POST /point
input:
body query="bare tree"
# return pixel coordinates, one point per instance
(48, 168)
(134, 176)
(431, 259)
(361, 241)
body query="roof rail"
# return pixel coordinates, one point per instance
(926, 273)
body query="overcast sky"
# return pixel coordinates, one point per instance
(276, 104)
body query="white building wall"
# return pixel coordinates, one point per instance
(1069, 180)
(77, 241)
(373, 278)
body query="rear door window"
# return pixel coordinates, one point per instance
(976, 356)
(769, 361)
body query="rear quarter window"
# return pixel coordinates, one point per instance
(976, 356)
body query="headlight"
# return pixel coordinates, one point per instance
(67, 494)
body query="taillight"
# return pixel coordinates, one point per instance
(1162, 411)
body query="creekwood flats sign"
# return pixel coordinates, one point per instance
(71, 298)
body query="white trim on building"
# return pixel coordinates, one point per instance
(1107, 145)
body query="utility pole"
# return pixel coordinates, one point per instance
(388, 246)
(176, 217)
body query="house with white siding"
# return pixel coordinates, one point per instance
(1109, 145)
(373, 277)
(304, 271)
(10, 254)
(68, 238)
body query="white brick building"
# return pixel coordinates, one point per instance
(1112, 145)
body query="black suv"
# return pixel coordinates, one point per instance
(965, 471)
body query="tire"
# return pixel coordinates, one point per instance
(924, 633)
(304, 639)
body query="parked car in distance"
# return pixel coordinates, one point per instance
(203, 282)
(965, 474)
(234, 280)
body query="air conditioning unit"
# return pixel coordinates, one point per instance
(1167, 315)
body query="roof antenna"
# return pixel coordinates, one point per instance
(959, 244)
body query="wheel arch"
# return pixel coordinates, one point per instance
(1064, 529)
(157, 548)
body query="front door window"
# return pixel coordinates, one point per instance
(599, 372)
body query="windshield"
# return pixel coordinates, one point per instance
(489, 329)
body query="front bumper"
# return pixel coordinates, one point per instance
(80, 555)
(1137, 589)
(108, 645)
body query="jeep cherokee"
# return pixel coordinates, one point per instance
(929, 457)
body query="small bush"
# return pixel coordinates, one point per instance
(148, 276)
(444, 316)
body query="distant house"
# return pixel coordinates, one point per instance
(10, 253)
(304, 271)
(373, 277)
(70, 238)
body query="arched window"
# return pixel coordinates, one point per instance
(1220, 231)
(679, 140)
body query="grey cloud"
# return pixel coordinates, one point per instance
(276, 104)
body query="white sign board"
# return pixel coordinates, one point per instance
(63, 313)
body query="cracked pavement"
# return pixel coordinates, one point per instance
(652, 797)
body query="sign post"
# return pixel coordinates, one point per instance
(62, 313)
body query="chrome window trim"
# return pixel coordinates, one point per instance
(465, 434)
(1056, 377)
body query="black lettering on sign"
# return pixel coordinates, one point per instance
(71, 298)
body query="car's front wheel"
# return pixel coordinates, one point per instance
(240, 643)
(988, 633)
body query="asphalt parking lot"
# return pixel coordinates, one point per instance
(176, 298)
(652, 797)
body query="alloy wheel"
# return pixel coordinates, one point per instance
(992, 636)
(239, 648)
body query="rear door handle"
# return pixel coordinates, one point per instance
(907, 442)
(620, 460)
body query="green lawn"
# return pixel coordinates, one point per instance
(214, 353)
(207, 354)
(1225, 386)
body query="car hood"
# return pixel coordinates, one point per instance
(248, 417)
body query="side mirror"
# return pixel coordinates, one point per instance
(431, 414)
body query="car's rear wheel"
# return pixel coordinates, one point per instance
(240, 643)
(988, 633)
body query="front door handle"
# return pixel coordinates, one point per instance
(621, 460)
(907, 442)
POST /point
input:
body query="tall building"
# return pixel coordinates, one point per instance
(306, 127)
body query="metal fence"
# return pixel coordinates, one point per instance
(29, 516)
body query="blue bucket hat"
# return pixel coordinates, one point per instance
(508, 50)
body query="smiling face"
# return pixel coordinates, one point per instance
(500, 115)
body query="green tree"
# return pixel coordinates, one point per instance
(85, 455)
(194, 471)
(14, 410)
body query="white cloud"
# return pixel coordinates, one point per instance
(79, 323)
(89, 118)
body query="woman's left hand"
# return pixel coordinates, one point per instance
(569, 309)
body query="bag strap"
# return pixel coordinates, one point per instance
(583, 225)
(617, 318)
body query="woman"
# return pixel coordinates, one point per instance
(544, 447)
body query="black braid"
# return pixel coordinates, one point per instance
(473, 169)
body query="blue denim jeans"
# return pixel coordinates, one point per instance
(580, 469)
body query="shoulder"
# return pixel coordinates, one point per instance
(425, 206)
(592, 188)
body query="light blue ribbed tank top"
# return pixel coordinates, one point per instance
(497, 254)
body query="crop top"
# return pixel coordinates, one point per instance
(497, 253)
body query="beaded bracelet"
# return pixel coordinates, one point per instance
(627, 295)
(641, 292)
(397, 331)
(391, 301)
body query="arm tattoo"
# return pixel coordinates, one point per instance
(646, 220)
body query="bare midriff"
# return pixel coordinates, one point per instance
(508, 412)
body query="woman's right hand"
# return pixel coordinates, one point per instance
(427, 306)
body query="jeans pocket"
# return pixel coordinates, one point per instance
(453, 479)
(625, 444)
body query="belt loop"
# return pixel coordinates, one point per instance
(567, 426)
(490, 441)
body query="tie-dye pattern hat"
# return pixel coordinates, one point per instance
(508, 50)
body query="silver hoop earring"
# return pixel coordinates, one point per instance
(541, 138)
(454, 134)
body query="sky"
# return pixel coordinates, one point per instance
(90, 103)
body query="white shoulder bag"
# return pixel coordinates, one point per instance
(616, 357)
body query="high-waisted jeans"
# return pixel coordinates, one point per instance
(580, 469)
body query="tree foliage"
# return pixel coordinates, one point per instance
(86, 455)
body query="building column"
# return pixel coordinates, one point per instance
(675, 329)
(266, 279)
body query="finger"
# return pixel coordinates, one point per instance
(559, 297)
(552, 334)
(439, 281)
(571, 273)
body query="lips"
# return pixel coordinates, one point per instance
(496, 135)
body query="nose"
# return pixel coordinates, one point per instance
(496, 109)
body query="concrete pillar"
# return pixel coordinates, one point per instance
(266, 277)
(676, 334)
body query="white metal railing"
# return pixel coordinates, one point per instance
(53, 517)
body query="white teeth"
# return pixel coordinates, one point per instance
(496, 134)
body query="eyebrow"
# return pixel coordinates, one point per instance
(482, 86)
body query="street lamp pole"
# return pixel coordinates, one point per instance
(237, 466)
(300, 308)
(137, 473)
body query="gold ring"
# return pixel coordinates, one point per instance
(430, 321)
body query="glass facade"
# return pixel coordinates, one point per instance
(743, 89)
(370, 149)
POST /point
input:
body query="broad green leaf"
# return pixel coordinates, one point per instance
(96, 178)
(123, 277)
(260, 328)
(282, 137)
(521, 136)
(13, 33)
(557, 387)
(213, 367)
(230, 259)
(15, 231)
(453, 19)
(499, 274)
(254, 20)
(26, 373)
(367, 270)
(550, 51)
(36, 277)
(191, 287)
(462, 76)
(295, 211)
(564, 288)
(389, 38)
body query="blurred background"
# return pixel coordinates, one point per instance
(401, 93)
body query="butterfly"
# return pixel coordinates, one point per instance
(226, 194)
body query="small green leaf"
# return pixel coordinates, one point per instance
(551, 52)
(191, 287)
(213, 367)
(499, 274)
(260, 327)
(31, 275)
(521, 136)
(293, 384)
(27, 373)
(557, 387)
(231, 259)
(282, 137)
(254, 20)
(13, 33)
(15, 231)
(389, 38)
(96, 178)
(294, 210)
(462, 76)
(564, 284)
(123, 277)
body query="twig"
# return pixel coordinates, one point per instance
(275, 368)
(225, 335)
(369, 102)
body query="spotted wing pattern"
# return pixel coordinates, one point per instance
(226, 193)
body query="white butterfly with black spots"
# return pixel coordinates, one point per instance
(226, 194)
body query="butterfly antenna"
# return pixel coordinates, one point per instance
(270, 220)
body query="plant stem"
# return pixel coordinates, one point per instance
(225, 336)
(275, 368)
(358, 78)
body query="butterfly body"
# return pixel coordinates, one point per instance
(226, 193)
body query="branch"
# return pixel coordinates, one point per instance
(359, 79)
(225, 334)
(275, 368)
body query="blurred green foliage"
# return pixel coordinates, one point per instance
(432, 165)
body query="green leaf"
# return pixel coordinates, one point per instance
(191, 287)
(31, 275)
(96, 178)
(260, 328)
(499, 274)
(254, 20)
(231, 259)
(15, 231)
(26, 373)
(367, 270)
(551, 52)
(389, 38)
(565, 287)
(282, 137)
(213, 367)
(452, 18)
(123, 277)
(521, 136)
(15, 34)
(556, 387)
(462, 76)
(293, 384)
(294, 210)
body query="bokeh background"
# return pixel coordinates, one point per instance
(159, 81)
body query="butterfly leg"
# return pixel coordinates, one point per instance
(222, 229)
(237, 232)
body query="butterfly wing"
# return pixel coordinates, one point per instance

◆ ◆ ◆

→ Work to be completed
If a line above holds "bare", count it; say how many such lines there are and nothing else.

→ Answer box
2